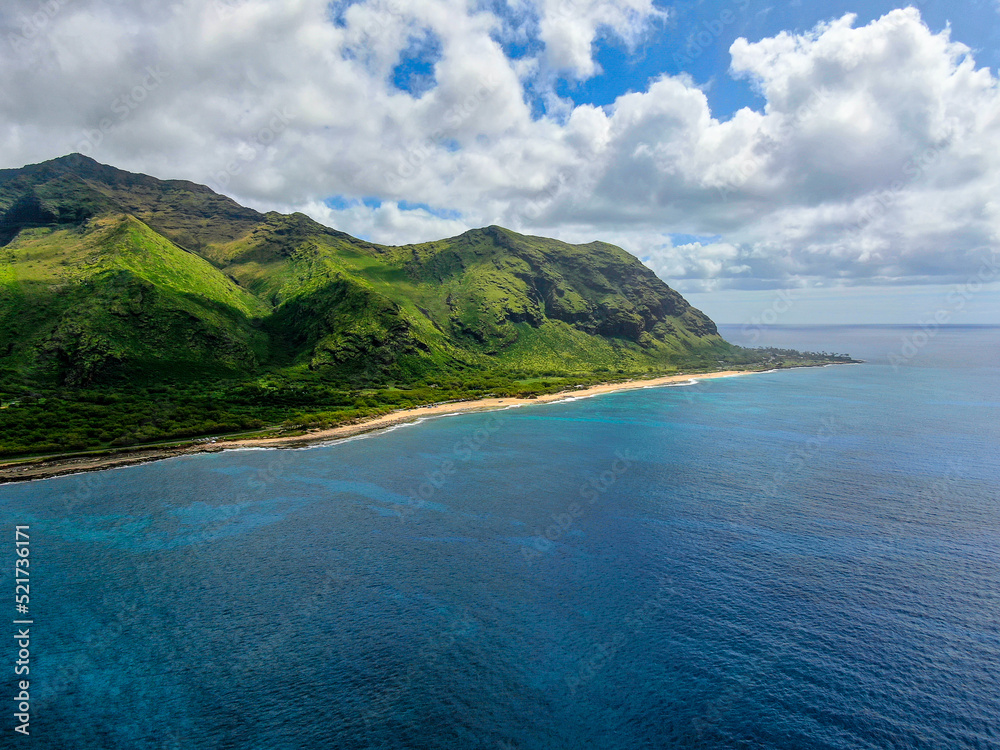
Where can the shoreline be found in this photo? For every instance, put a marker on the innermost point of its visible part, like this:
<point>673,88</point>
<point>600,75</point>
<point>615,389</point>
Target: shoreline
<point>36,469</point>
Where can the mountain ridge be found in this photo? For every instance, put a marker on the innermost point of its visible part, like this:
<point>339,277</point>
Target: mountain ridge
<point>134,309</point>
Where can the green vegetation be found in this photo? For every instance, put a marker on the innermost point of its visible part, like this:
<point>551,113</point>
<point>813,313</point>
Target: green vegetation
<point>134,311</point>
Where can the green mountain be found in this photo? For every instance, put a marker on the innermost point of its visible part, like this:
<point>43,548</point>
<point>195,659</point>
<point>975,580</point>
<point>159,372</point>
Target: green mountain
<point>120,286</point>
<point>109,275</point>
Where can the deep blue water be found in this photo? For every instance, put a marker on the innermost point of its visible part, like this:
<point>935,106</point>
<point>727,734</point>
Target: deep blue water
<point>801,559</point>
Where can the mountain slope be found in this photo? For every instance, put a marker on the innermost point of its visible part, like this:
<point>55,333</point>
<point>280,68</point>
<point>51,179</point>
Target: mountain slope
<point>259,291</point>
<point>134,310</point>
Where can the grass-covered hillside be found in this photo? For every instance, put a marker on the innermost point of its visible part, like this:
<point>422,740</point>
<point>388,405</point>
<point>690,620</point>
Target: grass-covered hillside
<point>134,309</point>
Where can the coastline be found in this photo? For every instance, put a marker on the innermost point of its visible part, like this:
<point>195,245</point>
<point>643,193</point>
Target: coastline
<point>35,469</point>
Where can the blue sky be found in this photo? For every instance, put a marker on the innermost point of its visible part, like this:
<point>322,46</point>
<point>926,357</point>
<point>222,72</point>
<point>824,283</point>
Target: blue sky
<point>696,38</point>
<point>740,149</point>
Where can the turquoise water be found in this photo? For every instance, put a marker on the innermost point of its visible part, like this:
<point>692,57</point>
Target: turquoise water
<point>800,559</point>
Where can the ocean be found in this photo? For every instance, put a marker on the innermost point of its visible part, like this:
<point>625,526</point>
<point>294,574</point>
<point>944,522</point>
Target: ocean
<point>797,559</point>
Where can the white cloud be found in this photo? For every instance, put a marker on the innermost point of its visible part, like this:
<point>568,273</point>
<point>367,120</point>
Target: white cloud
<point>875,158</point>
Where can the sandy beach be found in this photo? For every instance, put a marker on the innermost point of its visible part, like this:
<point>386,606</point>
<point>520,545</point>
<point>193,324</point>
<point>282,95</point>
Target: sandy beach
<point>60,466</point>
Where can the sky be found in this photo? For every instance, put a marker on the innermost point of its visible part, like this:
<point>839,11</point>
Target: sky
<point>803,162</point>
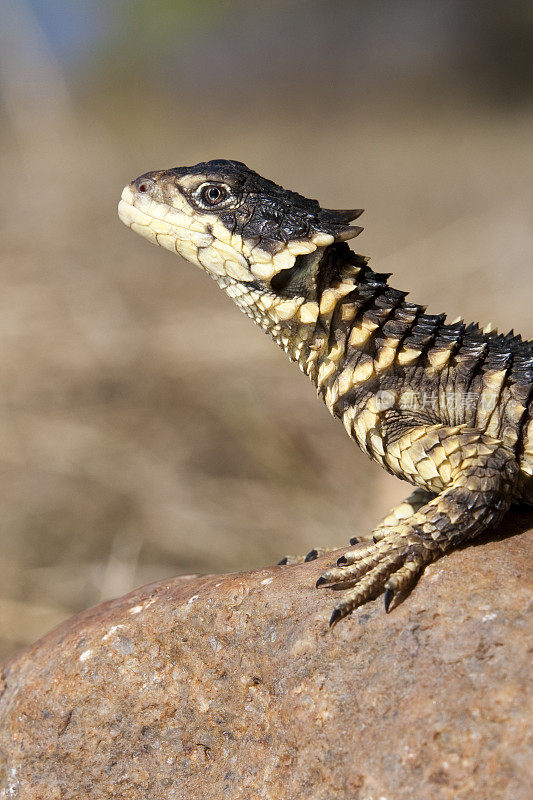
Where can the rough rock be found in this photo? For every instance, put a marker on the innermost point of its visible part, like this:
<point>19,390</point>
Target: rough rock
<point>232,686</point>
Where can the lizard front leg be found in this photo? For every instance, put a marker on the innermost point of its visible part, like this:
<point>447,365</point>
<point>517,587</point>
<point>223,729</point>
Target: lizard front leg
<point>399,514</point>
<point>480,471</point>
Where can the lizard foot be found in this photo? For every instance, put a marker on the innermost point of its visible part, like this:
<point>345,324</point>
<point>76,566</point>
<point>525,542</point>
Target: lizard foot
<point>387,566</point>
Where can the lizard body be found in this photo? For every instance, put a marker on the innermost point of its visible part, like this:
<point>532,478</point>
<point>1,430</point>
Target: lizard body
<point>446,407</point>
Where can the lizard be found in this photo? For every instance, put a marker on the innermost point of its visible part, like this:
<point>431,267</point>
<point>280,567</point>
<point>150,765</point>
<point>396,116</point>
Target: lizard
<point>444,406</point>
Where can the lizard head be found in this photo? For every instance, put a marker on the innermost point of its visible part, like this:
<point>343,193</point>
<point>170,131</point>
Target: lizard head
<point>230,221</point>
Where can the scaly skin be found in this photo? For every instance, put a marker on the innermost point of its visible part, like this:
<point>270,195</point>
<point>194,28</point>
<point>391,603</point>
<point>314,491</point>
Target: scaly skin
<point>447,408</point>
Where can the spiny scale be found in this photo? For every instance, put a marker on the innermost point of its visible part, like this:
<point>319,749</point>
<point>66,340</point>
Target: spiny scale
<point>444,406</point>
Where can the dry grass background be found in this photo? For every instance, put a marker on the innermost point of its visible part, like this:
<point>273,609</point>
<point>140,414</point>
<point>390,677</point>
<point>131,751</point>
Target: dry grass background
<point>146,428</point>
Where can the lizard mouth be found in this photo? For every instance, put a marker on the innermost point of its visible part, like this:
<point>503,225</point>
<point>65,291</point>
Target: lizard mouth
<point>175,230</point>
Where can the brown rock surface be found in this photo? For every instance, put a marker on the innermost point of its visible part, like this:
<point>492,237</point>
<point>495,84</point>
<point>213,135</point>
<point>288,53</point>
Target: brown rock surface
<point>232,686</point>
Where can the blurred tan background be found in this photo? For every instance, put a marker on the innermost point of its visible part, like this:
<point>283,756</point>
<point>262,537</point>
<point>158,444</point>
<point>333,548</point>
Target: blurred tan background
<point>146,427</point>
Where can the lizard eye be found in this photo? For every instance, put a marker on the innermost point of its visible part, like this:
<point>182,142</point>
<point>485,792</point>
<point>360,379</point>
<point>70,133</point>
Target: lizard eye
<point>212,194</point>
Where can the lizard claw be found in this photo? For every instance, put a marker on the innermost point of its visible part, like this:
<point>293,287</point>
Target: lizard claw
<point>387,567</point>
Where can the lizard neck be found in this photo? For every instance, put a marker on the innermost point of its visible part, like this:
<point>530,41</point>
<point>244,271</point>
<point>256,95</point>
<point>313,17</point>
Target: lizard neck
<point>347,329</point>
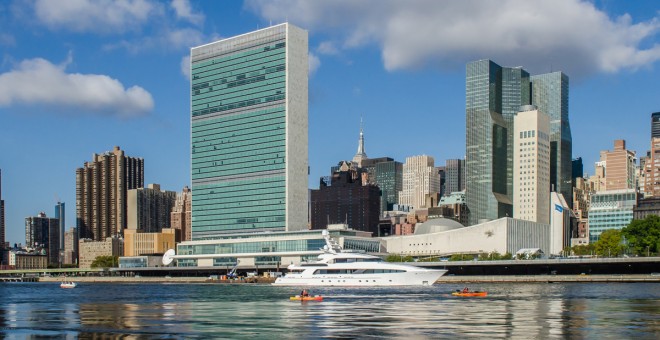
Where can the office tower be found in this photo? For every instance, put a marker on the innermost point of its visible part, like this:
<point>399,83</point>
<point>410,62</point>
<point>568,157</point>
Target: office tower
<point>2,216</point>
<point>577,169</point>
<point>442,174</point>
<point>101,192</point>
<point>651,168</point>
<point>249,133</point>
<point>360,155</point>
<point>455,176</point>
<point>60,216</point>
<point>181,216</point>
<point>387,174</point>
<point>531,162</point>
<point>71,246</point>
<point>42,232</point>
<point>493,96</point>
<point>389,178</point>
<point>619,167</point>
<point>420,180</point>
<point>148,209</point>
<point>611,209</point>
<point>655,125</point>
<point>486,189</point>
<point>347,200</point>
<point>550,95</point>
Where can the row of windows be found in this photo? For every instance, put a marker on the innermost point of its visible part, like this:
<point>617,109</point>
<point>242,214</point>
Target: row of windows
<point>356,271</point>
<point>204,65</point>
<point>237,123</point>
<point>248,169</point>
<point>233,150</point>
<point>275,83</point>
<point>240,104</point>
<point>252,247</point>
<point>237,69</point>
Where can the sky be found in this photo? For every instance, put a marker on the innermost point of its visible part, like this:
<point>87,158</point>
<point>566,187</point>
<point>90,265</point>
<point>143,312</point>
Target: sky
<point>78,77</point>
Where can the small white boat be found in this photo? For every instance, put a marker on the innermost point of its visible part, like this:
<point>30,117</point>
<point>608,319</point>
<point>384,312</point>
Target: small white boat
<point>68,284</point>
<point>338,267</point>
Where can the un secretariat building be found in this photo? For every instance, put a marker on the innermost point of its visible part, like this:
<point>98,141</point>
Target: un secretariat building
<point>249,133</point>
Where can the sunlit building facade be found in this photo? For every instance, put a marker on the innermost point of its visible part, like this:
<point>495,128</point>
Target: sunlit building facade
<point>249,133</point>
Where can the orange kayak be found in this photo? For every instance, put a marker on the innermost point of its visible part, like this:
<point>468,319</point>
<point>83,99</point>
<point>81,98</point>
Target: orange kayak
<point>306,298</point>
<point>477,293</point>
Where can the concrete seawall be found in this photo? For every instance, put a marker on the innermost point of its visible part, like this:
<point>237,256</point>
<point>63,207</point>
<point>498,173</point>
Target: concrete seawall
<point>444,279</point>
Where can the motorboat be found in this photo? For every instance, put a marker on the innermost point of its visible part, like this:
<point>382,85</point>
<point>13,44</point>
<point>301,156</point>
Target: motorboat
<point>306,298</point>
<point>339,267</point>
<point>469,293</point>
<point>68,284</point>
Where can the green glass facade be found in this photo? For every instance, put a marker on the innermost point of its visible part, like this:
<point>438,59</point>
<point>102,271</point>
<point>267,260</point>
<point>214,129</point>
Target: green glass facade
<point>389,178</point>
<point>550,95</point>
<point>486,143</point>
<point>610,210</point>
<point>494,95</point>
<point>239,125</point>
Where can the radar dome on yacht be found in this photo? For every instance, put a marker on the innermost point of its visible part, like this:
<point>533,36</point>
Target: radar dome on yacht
<point>437,225</point>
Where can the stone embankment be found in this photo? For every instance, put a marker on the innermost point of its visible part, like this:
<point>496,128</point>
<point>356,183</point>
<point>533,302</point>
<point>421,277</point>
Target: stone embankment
<point>445,279</point>
<point>551,278</point>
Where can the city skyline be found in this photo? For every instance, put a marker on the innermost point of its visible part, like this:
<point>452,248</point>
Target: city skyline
<point>136,58</point>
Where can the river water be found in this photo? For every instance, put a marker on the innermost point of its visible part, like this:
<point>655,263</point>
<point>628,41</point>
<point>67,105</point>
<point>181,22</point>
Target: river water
<point>171,311</point>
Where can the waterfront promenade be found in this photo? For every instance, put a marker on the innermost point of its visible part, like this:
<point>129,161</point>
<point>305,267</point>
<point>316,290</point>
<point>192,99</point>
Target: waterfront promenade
<point>444,279</point>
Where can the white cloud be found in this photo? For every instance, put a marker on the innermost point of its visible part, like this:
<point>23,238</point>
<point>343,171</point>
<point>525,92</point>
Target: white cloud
<point>571,35</point>
<point>185,67</point>
<point>327,47</point>
<point>185,12</point>
<point>172,39</point>
<point>314,63</point>
<point>38,82</point>
<point>7,39</point>
<point>105,16</point>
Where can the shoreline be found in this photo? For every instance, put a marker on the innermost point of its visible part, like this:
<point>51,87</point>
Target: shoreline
<point>624,278</point>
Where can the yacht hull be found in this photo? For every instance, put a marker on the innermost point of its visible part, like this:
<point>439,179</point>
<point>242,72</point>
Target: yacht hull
<point>411,278</point>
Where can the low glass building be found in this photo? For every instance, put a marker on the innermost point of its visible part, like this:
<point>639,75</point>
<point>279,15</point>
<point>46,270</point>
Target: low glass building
<point>610,210</point>
<point>269,248</point>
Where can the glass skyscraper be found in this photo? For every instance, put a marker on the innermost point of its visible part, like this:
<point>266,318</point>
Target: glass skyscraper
<point>249,133</point>
<point>550,95</point>
<point>493,96</point>
<point>655,125</point>
<point>486,158</point>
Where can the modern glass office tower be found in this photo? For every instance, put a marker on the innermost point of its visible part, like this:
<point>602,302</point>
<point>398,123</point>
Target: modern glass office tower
<point>487,186</point>
<point>494,95</point>
<point>249,133</point>
<point>60,216</point>
<point>550,95</point>
<point>2,217</point>
<point>655,125</point>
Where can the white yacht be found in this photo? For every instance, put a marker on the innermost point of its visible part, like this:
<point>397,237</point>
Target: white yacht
<point>337,267</point>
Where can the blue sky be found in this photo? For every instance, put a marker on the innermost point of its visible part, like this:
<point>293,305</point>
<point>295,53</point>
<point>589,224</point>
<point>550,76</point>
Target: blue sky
<point>79,77</point>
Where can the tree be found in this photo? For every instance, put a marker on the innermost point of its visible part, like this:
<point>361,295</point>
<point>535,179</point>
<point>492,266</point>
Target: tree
<point>609,243</point>
<point>507,256</point>
<point>398,258</point>
<point>643,236</point>
<point>583,249</point>
<point>105,261</point>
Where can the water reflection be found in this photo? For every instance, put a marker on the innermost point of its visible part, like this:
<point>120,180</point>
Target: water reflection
<point>543,311</point>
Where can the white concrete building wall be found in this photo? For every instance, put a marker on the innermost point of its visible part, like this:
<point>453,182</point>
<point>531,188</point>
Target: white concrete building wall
<point>502,235</point>
<point>531,164</point>
<point>296,128</point>
<point>419,179</point>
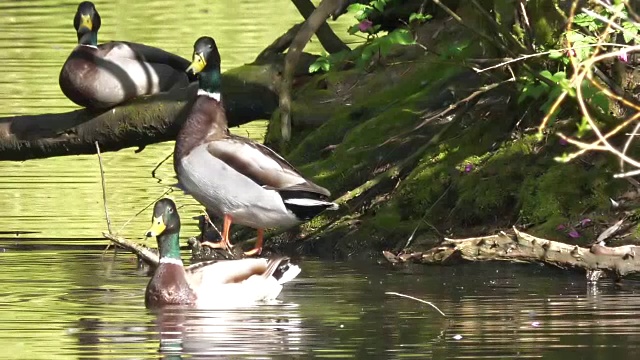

● **WHAT TO PRODUCE**:
Reproduce the lines between the ones holding "Where can the lizard foot" and "<point>387,566</point>", inclusive, substituting "dot" for "marker" and leaving everything else unchanged.

● **EXERCISE SOLUTION**:
Where can the lizard foot be found in this photo? For every instance, put a dot on the innermost point of its visible part, like this:
<point>345,324</point>
<point>76,566</point>
<point>525,542</point>
Target: lizard foot
<point>387,566</point>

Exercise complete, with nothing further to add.